Task. Beginning at the line containing "Each instance of the dog's tail", output every line to the end of the data below exactly as it appears.

>>>

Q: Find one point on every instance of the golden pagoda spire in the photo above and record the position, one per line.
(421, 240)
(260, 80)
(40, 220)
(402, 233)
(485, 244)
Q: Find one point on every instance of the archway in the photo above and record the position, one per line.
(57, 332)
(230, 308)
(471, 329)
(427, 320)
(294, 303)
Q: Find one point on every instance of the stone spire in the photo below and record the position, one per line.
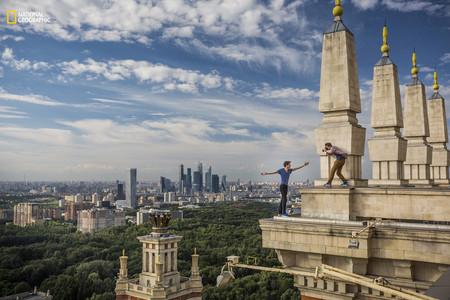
(387, 148)
(340, 101)
(123, 271)
(196, 279)
(438, 136)
(418, 154)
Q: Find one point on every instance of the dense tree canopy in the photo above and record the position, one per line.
(72, 265)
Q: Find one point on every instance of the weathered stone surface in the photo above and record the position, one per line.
(339, 102)
(438, 139)
(387, 149)
(387, 203)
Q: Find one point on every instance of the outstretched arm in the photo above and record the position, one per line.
(298, 168)
(269, 173)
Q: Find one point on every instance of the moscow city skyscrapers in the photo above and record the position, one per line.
(200, 170)
(130, 187)
(208, 183)
(215, 188)
(193, 181)
(181, 180)
(120, 191)
(188, 181)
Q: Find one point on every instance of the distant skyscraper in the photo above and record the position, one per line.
(215, 183)
(224, 183)
(131, 188)
(188, 181)
(196, 187)
(120, 191)
(200, 170)
(208, 174)
(181, 179)
(162, 185)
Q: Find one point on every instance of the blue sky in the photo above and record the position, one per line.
(109, 85)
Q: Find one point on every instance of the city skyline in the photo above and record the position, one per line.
(238, 89)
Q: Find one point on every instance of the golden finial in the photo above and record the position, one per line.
(385, 46)
(338, 11)
(436, 84)
(414, 69)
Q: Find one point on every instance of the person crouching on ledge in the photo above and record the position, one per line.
(339, 163)
(284, 172)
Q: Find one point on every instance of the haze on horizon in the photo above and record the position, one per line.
(111, 85)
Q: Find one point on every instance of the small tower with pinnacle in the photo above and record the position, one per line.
(340, 102)
(159, 278)
(418, 153)
(438, 136)
(387, 148)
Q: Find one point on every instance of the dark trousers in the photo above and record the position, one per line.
(282, 207)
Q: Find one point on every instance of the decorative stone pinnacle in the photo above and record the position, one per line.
(160, 220)
(436, 84)
(338, 11)
(414, 69)
(385, 46)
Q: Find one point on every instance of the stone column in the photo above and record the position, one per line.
(418, 153)
(438, 138)
(123, 271)
(340, 102)
(387, 148)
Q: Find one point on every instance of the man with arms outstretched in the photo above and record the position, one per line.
(284, 172)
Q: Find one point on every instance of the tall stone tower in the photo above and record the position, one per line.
(387, 148)
(159, 279)
(438, 138)
(340, 101)
(418, 154)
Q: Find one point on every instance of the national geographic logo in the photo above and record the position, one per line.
(11, 17)
(14, 17)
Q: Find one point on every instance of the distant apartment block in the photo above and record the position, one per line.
(26, 214)
(98, 218)
(131, 188)
(6, 214)
(143, 215)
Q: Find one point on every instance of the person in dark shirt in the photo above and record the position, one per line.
(338, 164)
(284, 172)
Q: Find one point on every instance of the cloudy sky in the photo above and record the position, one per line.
(109, 85)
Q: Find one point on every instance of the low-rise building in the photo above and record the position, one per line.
(143, 215)
(26, 213)
(97, 218)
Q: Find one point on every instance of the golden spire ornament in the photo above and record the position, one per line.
(338, 11)
(385, 46)
(436, 84)
(414, 69)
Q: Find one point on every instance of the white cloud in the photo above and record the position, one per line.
(8, 112)
(276, 54)
(135, 20)
(8, 58)
(85, 149)
(445, 58)
(236, 30)
(111, 101)
(15, 38)
(295, 94)
(29, 98)
(171, 79)
(166, 77)
(365, 4)
(414, 5)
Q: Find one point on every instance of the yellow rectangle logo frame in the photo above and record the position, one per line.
(10, 12)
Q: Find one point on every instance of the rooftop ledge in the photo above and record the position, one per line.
(408, 204)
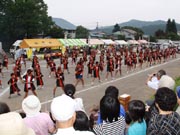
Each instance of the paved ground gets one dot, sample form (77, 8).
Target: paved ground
(132, 83)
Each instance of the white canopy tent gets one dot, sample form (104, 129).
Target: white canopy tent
(133, 42)
(121, 42)
(143, 41)
(93, 41)
(108, 42)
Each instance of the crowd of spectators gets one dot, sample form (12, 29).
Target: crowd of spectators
(67, 115)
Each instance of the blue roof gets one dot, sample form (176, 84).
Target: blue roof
(64, 24)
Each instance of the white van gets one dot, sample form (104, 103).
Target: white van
(16, 51)
(15, 47)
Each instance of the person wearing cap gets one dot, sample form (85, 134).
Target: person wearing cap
(29, 83)
(63, 111)
(70, 90)
(12, 124)
(41, 123)
(166, 121)
(178, 99)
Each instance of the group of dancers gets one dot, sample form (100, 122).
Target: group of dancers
(111, 59)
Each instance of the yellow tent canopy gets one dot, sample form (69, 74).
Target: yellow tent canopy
(40, 43)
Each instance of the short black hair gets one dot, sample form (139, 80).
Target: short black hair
(112, 91)
(69, 90)
(136, 110)
(166, 99)
(4, 108)
(82, 122)
(109, 108)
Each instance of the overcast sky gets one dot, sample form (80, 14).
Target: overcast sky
(110, 12)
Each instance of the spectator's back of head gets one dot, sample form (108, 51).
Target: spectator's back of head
(136, 110)
(12, 124)
(166, 99)
(112, 91)
(82, 121)
(4, 108)
(109, 108)
(178, 91)
(166, 81)
(69, 90)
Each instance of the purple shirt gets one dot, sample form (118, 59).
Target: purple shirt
(41, 123)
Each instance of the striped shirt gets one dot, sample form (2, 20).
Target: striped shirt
(164, 124)
(114, 128)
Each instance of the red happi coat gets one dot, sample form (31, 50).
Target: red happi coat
(32, 87)
(13, 85)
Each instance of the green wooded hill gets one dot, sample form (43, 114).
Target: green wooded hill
(148, 27)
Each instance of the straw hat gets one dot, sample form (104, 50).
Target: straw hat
(31, 105)
(63, 108)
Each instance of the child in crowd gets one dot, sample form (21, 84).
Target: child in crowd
(5, 62)
(96, 70)
(13, 85)
(1, 69)
(29, 83)
(59, 80)
(136, 113)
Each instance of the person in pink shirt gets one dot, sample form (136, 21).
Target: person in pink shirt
(40, 122)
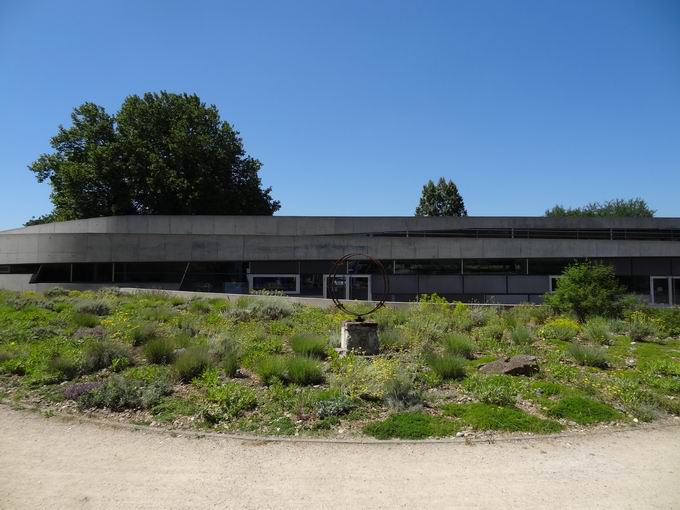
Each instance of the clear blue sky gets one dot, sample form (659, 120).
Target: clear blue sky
(352, 106)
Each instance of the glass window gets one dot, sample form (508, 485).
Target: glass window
(494, 266)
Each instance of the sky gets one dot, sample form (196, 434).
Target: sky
(352, 106)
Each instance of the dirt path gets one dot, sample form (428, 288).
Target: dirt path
(52, 463)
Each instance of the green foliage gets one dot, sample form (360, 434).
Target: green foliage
(632, 208)
(589, 356)
(303, 371)
(583, 411)
(137, 161)
(411, 426)
(587, 290)
(99, 354)
(309, 345)
(441, 199)
(560, 329)
(492, 417)
(459, 345)
(160, 351)
(499, 390)
(227, 401)
(596, 330)
(192, 361)
(447, 366)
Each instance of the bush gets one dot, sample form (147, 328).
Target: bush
(303, 371)
(85, 320)
(160, 351)
(411, 426)
(103, 354)
(560, 329)
(400, 392)
(191, 362)
(588, 356)
(491, 417)
(583, 411)
(309, 345)
(447, 366)
(227, 401)
(596, 330)
(586, 290)
(521, 335)
(93, 306)
(499, 390)
(459, 345)
(393, 340)
(334, 406)
(271, 369)
(63, 366)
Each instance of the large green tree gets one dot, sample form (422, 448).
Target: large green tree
(441, 199)
(160, 154)
(633, 208)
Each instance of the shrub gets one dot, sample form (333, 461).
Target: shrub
(587, 289)
(411, 426)
(400, 392)
(309, 345)
(393, 340)
(459, 345)
(227, 401)
(53, 292)
(588, 356)
(271, 369)
(303, 371)
(191, 362)
(144, 332)
(93, 306)
(499, 390)
(492, 417)
(521, 335)
(334, 406)
(102, 354)
(63, 366)
(447, 366)
(85, 320)
(75, 391)
(159, 351)
(583, 411)
(560, 329)
(596, 330)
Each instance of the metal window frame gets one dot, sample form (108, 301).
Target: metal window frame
(345, 276)
(260, 275)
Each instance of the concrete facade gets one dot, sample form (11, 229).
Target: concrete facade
(637, 248)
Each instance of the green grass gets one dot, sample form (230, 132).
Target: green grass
(508, 419)
(411, 426)
(583, 411)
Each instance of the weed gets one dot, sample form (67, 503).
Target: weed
(492, 417)
(583, 411)
(588, 356)
(411, 426)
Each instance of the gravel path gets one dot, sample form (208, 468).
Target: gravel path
(53, 463)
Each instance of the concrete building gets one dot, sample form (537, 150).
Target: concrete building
(475, 259)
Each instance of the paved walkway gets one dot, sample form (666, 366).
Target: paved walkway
(53, 463)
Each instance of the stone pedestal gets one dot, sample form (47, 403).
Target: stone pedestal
(359, 337)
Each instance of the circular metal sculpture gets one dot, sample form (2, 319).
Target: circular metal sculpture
(333, 276)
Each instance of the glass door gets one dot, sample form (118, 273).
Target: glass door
(661, 290)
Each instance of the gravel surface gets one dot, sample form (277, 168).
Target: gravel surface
(55, 463)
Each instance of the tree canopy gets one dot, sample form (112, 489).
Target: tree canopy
(441, 199)
(161, 153)
(635, 207)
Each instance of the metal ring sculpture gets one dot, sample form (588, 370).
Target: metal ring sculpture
(333, 275)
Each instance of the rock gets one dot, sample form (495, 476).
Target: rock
(517, 365)
(360, 337)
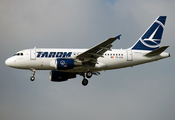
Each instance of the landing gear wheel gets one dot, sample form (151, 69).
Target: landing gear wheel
(84, 82)
(89, 74)
(32, 78)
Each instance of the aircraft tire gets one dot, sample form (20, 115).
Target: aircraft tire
(89, 74)
(84, 82)
(32, 78)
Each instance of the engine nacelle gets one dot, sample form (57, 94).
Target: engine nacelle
(57, 76)
(66, 63)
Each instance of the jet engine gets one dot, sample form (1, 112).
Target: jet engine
(66, 63)
(57, 76)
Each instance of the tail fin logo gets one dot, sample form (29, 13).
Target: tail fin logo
(151, 39)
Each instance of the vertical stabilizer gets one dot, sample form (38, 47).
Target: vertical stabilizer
(151, 38)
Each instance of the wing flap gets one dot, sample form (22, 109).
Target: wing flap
(97, 51)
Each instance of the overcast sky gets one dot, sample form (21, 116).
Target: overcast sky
(144, 92)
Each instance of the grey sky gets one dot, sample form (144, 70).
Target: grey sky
(144, 92)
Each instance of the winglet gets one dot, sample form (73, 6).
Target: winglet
(118, 37)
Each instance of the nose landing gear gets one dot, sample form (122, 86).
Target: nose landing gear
(88, 75)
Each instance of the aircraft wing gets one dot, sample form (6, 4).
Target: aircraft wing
(94, 53)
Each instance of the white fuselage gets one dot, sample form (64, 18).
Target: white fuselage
(44, 59)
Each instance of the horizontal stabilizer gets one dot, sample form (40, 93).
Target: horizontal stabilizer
(158, 51)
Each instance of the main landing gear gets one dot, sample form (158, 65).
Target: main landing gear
(32, 78)
(88, 75)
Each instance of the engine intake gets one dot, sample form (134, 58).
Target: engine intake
(66, 63)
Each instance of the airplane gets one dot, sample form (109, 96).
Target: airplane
(66, 64)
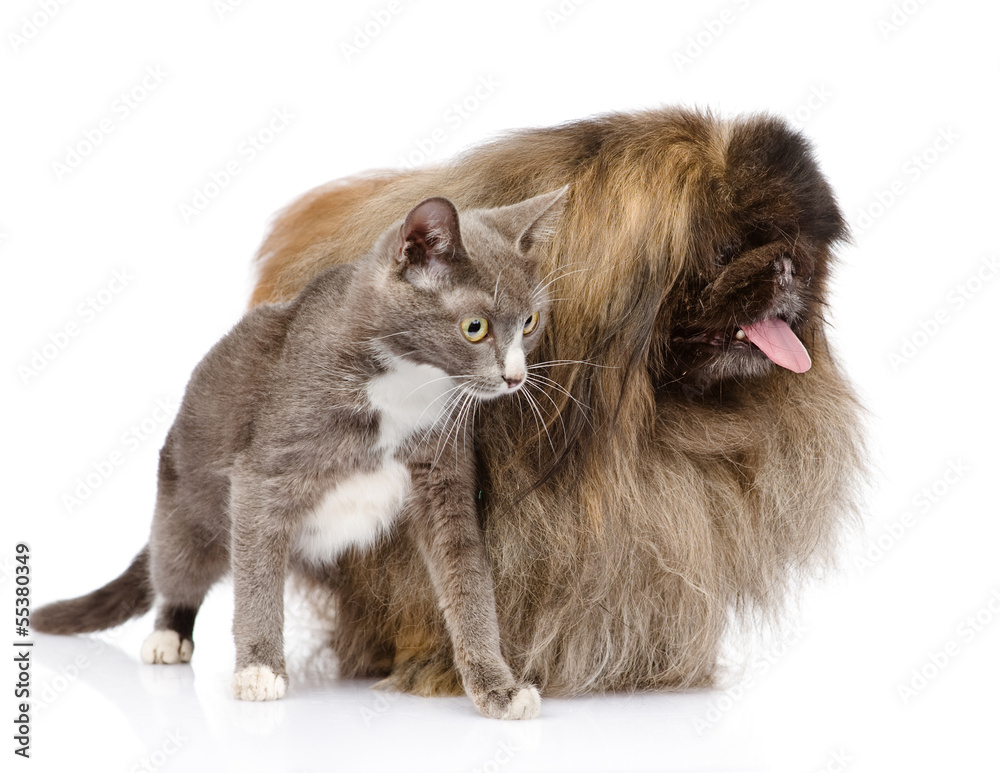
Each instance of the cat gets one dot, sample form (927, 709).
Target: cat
(702, 472)
(316, 425)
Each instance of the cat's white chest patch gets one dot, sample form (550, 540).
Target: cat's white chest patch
(409, 399)
(354, 513)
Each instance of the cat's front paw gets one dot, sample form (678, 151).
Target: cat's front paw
(511, 703)
(258, 683)
(166, 647)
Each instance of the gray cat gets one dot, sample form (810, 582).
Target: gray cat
(316, 424)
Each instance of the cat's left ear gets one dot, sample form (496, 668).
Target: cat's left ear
(430, 244)
(533, 221)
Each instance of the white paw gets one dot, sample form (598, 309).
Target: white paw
(166, 647)
(524, 704)
(258, 683)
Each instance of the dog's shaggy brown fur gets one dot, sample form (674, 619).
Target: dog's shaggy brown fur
(689, 480)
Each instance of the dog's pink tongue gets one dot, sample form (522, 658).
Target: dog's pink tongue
(779, 343)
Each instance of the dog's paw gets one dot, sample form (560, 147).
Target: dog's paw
(511, 703)
(166, 647)
(258, 683)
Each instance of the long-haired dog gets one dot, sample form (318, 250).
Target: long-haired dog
(691, 446)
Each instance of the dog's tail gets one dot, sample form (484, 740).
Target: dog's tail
(128, 596)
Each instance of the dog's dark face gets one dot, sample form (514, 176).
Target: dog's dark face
(753, 292)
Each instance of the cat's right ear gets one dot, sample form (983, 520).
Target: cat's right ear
(430, 244)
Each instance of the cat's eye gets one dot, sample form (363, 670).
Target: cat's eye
(475, 328)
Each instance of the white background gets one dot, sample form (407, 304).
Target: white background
(874, 84)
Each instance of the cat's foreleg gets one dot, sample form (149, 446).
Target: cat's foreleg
(260, 548)
(447, 533)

<<<

Answer below.
Each instance of the dog's tail gets one dot, sample form (484, 740).
Target: dog's tail
(128, 596)
Each instance of the dog's dark face gets one dot, sample form (514, 176).
Target: dog's dark face
(753, 292)
Each instance of the cat's right ear gets one dot, sample form (983, 520).
Target: cat's right ear
(430, 244)
Each instance of the cat's eye gets one dot, sample form (363, 670).
Target: cat's eye
(475, 328)
Each instance of the white background gets one dot, sample form (407, 304).
Target: white background
(874, 84)
Each instance of the cat's foreleg gets one dot, sample form (149, 446).
Target: cat's foreleg
(260, 548)
(447, 533)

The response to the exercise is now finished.